● **Provided passage**:
# # # # #
When we think of everyday essentials, what comes to mind? Perhaps your morning coffee, the smartphone in your pocket, or the roof over your head. But there are more fundamental essentials—ones we often don’t notice until they’re missing. The air we breathe, the water we drink, and the freedom to walk down the street without fear. These aren’t just conveniences; they are our human rights, woven into the fabric of our daily lives.

For the people of Indian-occupied Kashmir, these essentials have become luxuries systematically denied. They are not passive subjects of a security apparatus but rights holders whose fundamental freedoms are violated with impunity. As the world observes International Human Rights Day under the theme “Human Rights: Our Everyday Essentials” Kashmir stands as a testament to how international obligations can be rendered meaningless through persistent non-compliance and diplomatic evasion.

International Obligations vs. Systematic Violations

India is party to core international human rights instruments, including the International Covenant on Civil and Political Rights (ICCPR) and the International Covenant on Economic, Social and Cultural Rights (ICESCR). These treaties obligate states to ensure freedom of expression, prohibit torture, protect against arbitrary detention, and guarantee the right to self-determination. Yet in Kashmir, these commitments exist only on paper.

The UN Human Rights Office has published two comprehensive reports on Kashmir (2018 and 2019), documenting widespread abuses and calling for independent investigations. India dismissed them as “fallacious” and “motivated,” refusing access to UN special rapporteurs. When the UN Special Rapporteur on freedom of expression sought to visit, silence was the response. Communications from UN Working Groups on Enforced Disappearances and Arbitrary Detention accumulate unanswered. The Human Rights Council’s Universal Periodic Review recommendations on Kashmir remain unimplemented, with India cherry-picking those it accepts while ignoring scrutiny of its Kashmir policy.
# # # # #
● **Saved data entries**:
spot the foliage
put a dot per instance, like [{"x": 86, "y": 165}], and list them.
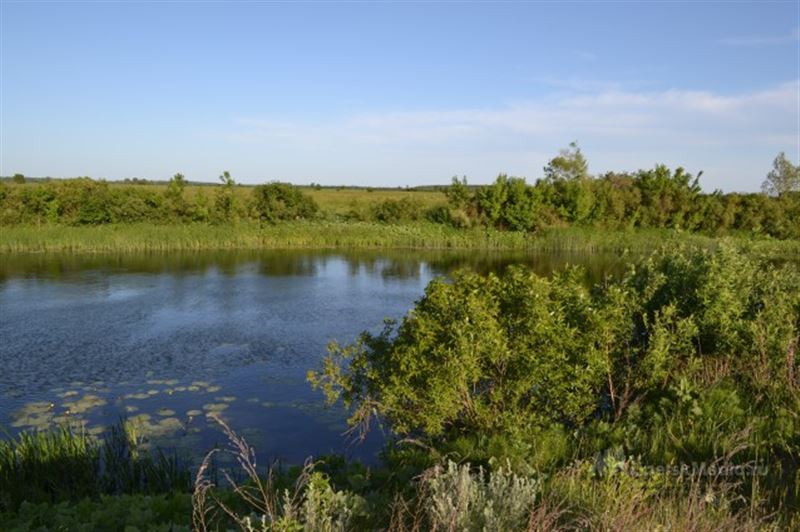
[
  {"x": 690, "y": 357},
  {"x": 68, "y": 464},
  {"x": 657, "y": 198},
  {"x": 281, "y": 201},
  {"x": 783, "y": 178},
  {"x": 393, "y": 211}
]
# # # # #
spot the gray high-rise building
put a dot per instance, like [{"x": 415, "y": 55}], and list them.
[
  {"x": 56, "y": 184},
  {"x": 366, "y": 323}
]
# # # # #
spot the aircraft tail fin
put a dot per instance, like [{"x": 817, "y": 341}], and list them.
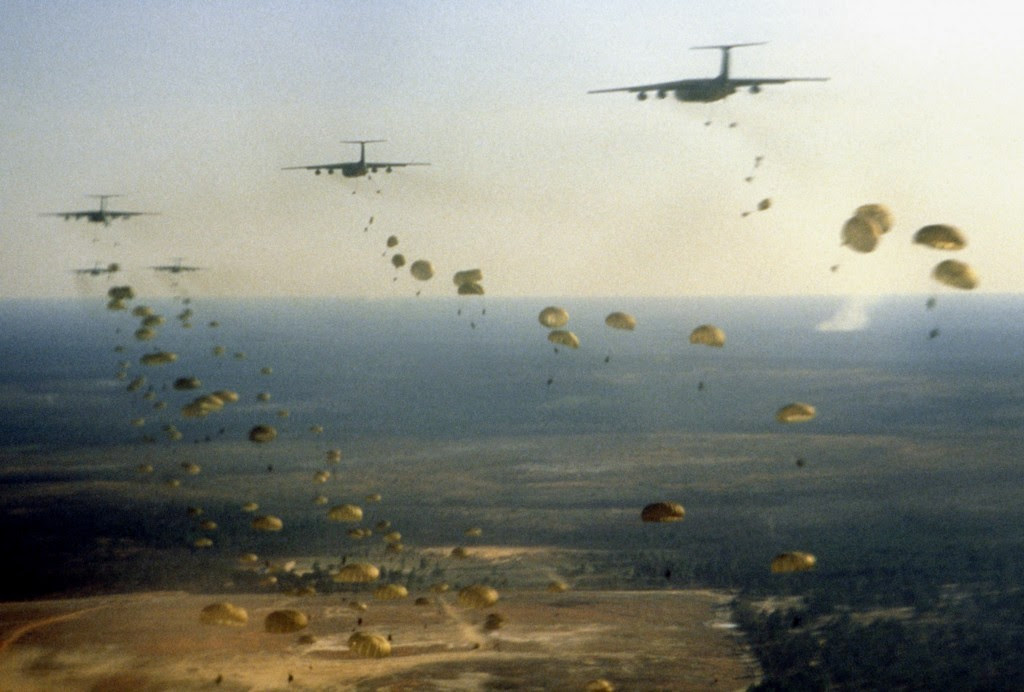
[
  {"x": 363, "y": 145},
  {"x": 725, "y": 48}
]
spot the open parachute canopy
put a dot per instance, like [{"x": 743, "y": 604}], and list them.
# # # # #
● **Set problem A**: In the passage about human rights in Kashmir, in which years did the UN Human Rights Office publish its reports on Kashmir?
● **Set problem B**: Summarize the passage about human rights in Kashmir in two sentences.
● **Set problem C**: Write the next part of the passage about human rights in Kashmir, picking up after its final sentence.

● **Right answer A**: 2018 and 2019

● **Right answer B**: The passage presents air, water and freedom from fear as human rights woven into daily life, and it says that the people of Indian-occupied Kashmir are systematically denied these essentials. Although India is party to the ICCPR and the ICESCR, the passage states that these commitments exist only on paper in Kashmir, and that India has dismissed two UN reports, refused access to special rapporteurs and left UN communications and review recommendations unanswered or unimplemented.

● **Right answer C**:
Constitutional Oppression and Institutional Abuse

The abrogation of Article 370 in August 2019 wasn’t merely a constitutional rearrangement—it was a colonial-style takeover extinguishing Kashmiri political identity. Since then, over 4.2million non-locals have been granted domicile certificates, fundamentally altering the region’s demography and violating the Fourth Geneva Convention’s prohibition against transferring civilian populations into occupied territory.

Land confiscation operates through legal sleight-of-hand. The Jammu and Kashmir Land Grants Act has been amended to allow government takeover of “illegally occupied” land—often property held by families for generations. Over 1.7 million acres face seizure notices. Simultaneously, home demolition campaigns target “ people sphere heading the freedom movement and their associates,” with over 200 homes destroyed since 2020, collective punishment masquerading as counter-terrorism.

The Architecture of Violence

Arbitrary detention has become institutionalized. Under the Public Safety Act (PSA) and Unlawful Activities Prevention Act (UAPA), hundreds languish without charge. Human rights defender Khurram Parvez has been imprisoned since November 2021 under UAPA for documenting abuses. His crime: maintaining contact with UN mechanisms India refuses to engage with.

The political leaders , Shabir Ahmed Shah, Massrat Alam Butt, Muhammad Yasin Malik, Nayeem Ahmed Khan, Ashiya Indrabi, Bilal Ahmed Saddiqi and others are imprisoned merely for demanding UN recongnised self determination.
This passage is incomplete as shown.